◆ Directions ◆
Begin at the line that contains "Practice step: find the tree in" and continue through the end of the listing below, copying every line, requests included. Scale each x and y coordinate in the answers by 1.1 and round it to a whole number, with halves rounded up.

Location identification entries
▽
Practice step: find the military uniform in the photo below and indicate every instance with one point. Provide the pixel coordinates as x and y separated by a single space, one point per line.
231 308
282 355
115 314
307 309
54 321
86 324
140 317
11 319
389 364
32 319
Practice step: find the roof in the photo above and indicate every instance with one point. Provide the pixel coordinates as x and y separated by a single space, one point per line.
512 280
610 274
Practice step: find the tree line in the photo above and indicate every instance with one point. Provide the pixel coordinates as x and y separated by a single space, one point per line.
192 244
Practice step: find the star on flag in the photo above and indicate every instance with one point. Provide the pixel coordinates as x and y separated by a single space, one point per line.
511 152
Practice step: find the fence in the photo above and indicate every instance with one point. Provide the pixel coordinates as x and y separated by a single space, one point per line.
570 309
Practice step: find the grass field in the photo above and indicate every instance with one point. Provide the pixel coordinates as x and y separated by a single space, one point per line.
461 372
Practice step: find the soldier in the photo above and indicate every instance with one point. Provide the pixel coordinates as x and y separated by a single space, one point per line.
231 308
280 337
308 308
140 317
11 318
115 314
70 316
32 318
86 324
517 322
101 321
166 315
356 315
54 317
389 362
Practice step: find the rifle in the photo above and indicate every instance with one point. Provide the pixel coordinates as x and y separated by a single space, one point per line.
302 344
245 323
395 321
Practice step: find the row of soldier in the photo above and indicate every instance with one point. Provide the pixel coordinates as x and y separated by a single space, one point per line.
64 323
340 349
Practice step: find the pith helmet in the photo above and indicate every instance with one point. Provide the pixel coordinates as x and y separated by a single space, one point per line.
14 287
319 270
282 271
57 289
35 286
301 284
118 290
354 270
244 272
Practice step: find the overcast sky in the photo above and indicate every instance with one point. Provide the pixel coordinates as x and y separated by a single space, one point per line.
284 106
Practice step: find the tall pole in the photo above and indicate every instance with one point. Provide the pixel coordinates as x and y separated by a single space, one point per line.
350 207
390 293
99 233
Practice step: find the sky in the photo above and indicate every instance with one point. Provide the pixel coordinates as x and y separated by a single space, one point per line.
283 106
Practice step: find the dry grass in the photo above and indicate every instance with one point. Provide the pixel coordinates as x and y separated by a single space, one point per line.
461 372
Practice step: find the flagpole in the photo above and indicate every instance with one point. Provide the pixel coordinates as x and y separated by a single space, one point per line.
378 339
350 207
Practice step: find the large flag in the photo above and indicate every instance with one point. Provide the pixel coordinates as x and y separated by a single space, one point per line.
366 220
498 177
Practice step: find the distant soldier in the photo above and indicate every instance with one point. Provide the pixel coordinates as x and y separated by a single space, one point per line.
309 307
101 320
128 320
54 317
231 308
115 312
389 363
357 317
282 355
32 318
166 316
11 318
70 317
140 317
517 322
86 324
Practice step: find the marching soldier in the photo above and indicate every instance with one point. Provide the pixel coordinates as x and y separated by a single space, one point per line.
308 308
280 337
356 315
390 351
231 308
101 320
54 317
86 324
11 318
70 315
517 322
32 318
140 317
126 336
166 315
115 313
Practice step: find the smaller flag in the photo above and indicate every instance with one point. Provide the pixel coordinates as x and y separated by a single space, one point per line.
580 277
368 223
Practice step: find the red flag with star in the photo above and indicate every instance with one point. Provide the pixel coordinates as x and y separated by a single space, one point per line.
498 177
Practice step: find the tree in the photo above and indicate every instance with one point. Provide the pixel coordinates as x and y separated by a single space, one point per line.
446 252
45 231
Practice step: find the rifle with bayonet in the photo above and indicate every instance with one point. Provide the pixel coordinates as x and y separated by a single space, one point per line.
△
◆ Solution to the exercise ◆
Practice step: find the tree in the photo above and indicate every instance with one point. Provide the pixel coordinates as x and y separated by a single space, one point per line.
491 277
50 254
Practice step: find the rifle with bayonet in the photo above and indicate every instance with one point. Provide the pixel coordinates as x and y separated by a single space, one point per line.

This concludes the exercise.